**Set problem:**
Output every line of the items below as a JSON list of strings, one string per line, and skip any blank lines. Leave the pictures out of your answer.

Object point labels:
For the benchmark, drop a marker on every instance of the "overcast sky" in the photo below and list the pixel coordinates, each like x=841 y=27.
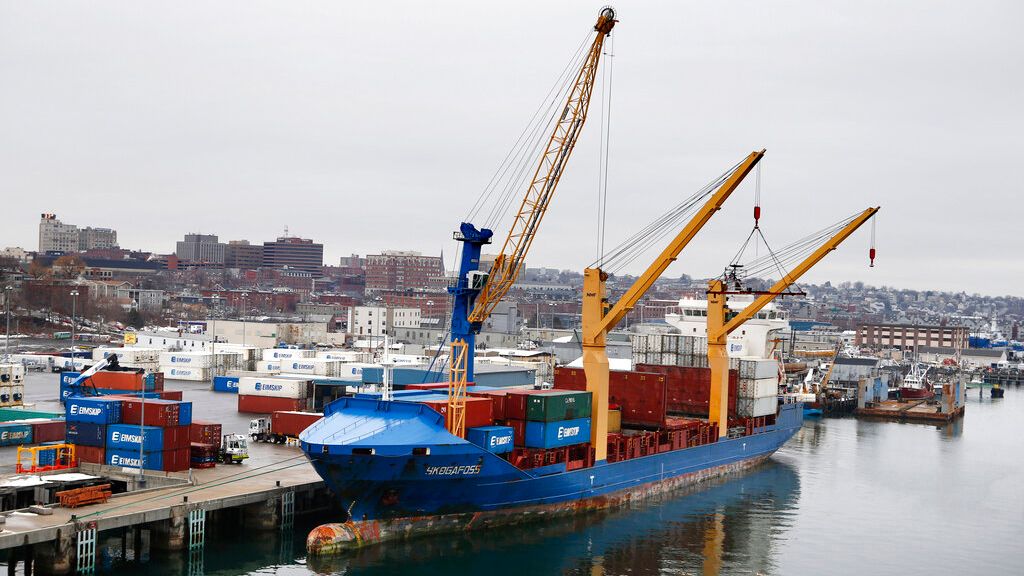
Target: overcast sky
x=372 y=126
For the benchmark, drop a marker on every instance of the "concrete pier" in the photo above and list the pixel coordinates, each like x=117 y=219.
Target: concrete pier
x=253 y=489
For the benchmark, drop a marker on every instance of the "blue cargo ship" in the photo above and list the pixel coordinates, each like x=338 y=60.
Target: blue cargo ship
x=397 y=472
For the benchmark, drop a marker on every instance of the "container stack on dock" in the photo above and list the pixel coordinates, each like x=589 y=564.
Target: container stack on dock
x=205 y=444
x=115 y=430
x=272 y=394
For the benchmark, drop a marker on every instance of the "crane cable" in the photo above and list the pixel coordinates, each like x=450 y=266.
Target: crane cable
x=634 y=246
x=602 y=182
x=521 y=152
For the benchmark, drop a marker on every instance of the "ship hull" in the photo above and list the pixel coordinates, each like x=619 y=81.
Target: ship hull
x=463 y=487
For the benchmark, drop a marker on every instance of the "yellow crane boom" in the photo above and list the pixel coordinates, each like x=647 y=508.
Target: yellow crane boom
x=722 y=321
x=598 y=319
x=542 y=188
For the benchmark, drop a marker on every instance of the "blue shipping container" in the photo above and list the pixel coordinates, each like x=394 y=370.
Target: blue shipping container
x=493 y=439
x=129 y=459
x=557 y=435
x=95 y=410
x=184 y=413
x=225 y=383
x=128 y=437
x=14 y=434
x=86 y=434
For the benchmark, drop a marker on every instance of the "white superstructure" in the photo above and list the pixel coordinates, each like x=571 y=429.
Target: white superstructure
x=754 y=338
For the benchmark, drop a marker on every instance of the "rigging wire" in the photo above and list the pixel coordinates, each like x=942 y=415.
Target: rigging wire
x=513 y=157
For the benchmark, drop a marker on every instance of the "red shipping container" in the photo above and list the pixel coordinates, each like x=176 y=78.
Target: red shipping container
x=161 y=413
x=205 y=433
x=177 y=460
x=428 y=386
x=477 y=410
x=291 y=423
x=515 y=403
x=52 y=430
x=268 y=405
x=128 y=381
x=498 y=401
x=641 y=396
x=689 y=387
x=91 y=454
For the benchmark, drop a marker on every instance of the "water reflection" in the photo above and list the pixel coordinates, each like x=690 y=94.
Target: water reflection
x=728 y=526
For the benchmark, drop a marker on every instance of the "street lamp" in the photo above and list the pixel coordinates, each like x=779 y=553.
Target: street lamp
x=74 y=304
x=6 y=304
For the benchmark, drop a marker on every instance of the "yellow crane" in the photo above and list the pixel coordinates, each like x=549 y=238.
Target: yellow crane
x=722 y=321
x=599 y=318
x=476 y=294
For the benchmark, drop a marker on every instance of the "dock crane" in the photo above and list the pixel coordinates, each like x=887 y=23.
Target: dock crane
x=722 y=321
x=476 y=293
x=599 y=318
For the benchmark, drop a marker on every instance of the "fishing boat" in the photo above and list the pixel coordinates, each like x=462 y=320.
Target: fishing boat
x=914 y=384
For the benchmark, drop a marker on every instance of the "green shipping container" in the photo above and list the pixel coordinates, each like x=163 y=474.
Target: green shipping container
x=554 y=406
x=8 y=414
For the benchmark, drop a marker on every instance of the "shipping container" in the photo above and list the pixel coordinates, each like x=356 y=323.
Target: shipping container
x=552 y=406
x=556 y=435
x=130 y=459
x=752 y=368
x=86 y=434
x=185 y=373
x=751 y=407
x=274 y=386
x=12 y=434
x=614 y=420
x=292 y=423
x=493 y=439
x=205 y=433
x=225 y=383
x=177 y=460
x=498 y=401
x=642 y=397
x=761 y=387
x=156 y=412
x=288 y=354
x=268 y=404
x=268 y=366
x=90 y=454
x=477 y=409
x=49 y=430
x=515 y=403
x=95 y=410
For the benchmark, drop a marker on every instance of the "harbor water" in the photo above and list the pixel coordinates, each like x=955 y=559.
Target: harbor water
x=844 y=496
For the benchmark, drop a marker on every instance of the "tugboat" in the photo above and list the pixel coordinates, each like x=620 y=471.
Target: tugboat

**Output of the exercise:**
[
  "For the benchmark, drop a marker on every instance of the \"overcast sky\" in the photo below and list the pixel coordinates, each like x=841 y=27.",
  "Target: overcast sky",
  "x=372 y=126",
  "For the benchmark, drop a marker on every instance of the \"concrete pier\" in the photo above and list the pixel coordinates, each like x=117 y=219.",
  "Target: concrete pier",
  "x=253 y=489",
  "For the benchmark, drop a marker on every instance of the \"blue cargo ship\" in the photo above and list the pixel coordinates, each like x=338 y=60.",
  "Target: blue cargo ship",
  "x=397 y=472",
  "For the benchmark, drop a marker on every instance of the \"container stack on dock\" in the photo above and list the pixel coordinates, each like x=589 y=564.",
  "Target: container stack on dock",
  "x=205 y=444",
  "x=115 y=430",
  "x=272 y=394",
  "For the benchmark, drop a marker on every instance of the \"crane cable\" in the photo above and list the pixel coordinates, each like x=450 y=266.",
  "Target: crane cable",
  "x=634 y=246",
  "x=602 y=182",
  "x=521 y=152",
  "For the benchmark, drop a marker on every instance of the \"ship hull\" in the photo above and list the pixel coordinates, each like x=619 y=81.",
  "Target: ship hull",
  "x=463 y=487",
  "For the benchmark, drop a marker on every instance of the \"yellow crane boom\" in the photo above and list the pixel coordinates, each like x=647 y=508.",
  "Target: yellow crane boom",
  "x=722 y=321",
  "x=598 y=319",
  "x=542 y=188",
  "For the benchmark, drop a marker on every instance of the \"blue shipping container\" in the photo above and list the pixel coordinates, each like x=394 y=370.",
  "Target: blue shipping container",
  "x=493 y=439",
  "x=129 y=459",
  "x=557 y=435",
  "x=95 y=410",
  "x=184 y=413",
  "x=225 y=383",
  "x=128 y=437",
  "x=14 y=434",
  "x=86 y=434",
  "For the benchmark, drop a marker on every instance of the \"white superstructure\" in the photo above and list the pixel coordinates, each like x=571 y=429.",
  "Target: white superstructure",
  "x=754 y=338",
  "For the benchmark, drop a marker on every instance of the \"rigging wire\" in the photo above and list the pixel coordinates, each like x=942 y=415.",
  "Target: rigging wire",
  "x=513 y=157",
  "For the benchmark, drop a marker on every instance of the \"red shipping container\" in the photo above and list the pixel coordinates, each like x=176 y=78.",
  "Target: red shipping container",
  "x=161 y=413",
  "x=205 y=433",
  "x=177 y=460",
  "x=428 y=386",
  "x=477 y=410",
  "x=291 y=423",
  "x=515 y=403",
  "x=52 y=430",
  "x=268 y=405",
  "x=128 y=381",
  "x=498 y=401",
  "x=641 y=396",
  "x=689 y=387",
  "x=91 y=454",
  "For the benchmark, drop a marker on every instance of the \"water reflection\" in the photo above and list the pixel coordinates, each like x=690 y=94.",
  "Target: water reflection",
  "x=728 y=526",
  "For the benchmark, drop a marker on every instance of the \"street lamp\" in the photo above and list the pixel coordinates, each like x=779 y=553.",
  "Target: street lamp",
  "x=74 y=304",
  "x=6 y=304",
  "For the benchmark, drop a marker on every instance of the \"yellow crane\" in the photo above and list the pixel coordinates, each like x=549 y=238.",
  "Target: yellow crane",
  "x=722 y=321",
  "x=599 y=318",
  "x=476 y=294",
  "For the benchmark, drop a marker on every instance of the \"dock crane\" in the photo above and list the pixel coordinates, each like x=887 y=23.",
  "Target: dock crane",
  "x=722 y=321",
  "x=476 y=293",
  "x=599 y=318",
  "For the benchmark, drop a marker on every instance of the \"fishing boat\" in the photo above and list the pixel coordinates, each like x=462 y=320.",
  "Target: fishing boat",
  "x=914 y=384",
  "For the benchmark, drop a marker on every instance of the \"green shipping container\" in the photo above and list the pixel coordinates, each like x=163 y=474.",
  "Target: green shipping container",
  "x=554 y=406",
  "x=8 y=414",
  "For the benchmark, drop a marker on every instance of the \"shipping container\" in the photo above and list the pixel coordinates, each like x=356 y=323.",
  "Target: shipping container",
  "x=552 y=406",
  "x=556 y=435",
  "x=130 y=459",
  "x=752 y=368",
  "x=86 y=434",
  "x=185 y=373",
  "x=751 y=407",
  "x=274 y=386",
  "x=12 y=434",
  "x=614 y=420",
  "x=292 y=423",
  "x=493 y=439",
  "x=205 y=433",
  "x=225 y=383",
  "x=177 y=460",
  "x=498 y=401",
  "x=642 y=397",
  "x=761 y=387",
  "x=156 y=412",
  "x=288 y=354",
  "x=268 y=404",
  "x=268 y=366",
  "x=90 y=454",
  "x=477 y=409",
  "x=49 y=430",
  "x=515 y=403",
  "x=95 y=410",
  "For the benchmark, drop a marker on every instance of the \"harbor water\" in the photo above and list the pixel coordinates, each like x=955 y=559.",
  "Target: harbor water",
  "x=844 y=496",
  "For the benchmark, drop a marker on every instance of the \"tugboat\" in the photo above and list the pixel coordinates, each like x=620 y=471.",
  "Target: tugboat"
]